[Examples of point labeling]
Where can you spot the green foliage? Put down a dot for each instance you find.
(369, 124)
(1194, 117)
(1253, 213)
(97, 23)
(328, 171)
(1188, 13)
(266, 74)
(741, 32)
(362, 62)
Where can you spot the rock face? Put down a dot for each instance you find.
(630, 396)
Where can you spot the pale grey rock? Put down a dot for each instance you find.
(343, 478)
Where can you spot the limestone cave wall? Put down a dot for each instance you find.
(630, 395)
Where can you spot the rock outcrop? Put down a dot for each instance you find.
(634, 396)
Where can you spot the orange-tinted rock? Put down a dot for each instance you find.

Written exercise: Rewrite the lines above, substituting "Mark a point" for "Put down a dot" everywhere it appears and leaving the rest untouched.

Output below:
Where can you spot the green foliage? Mark a point for each instance you find.
(369, 124)
(1194, 117)
(1253, 213)
(97, 23)
(328, 171)
(1188, 13)
(266, 74)
(741, 32)
(362, 62)
Where can you spot the rock face? Mark a point for each instance you find.
(630, 396)
Where can you spot the pale grey rock? Mark a point for each instance you find.
(343, 478)
Where can you spot the limestone cave wall? Mark a point for each instance you find.
(630, 395)
Where can you spot the rock outcrop? Mark a point for each instance you find.
(634, 396)
Where can you spot the orange-tinted rock? Mark a point for each instance you find.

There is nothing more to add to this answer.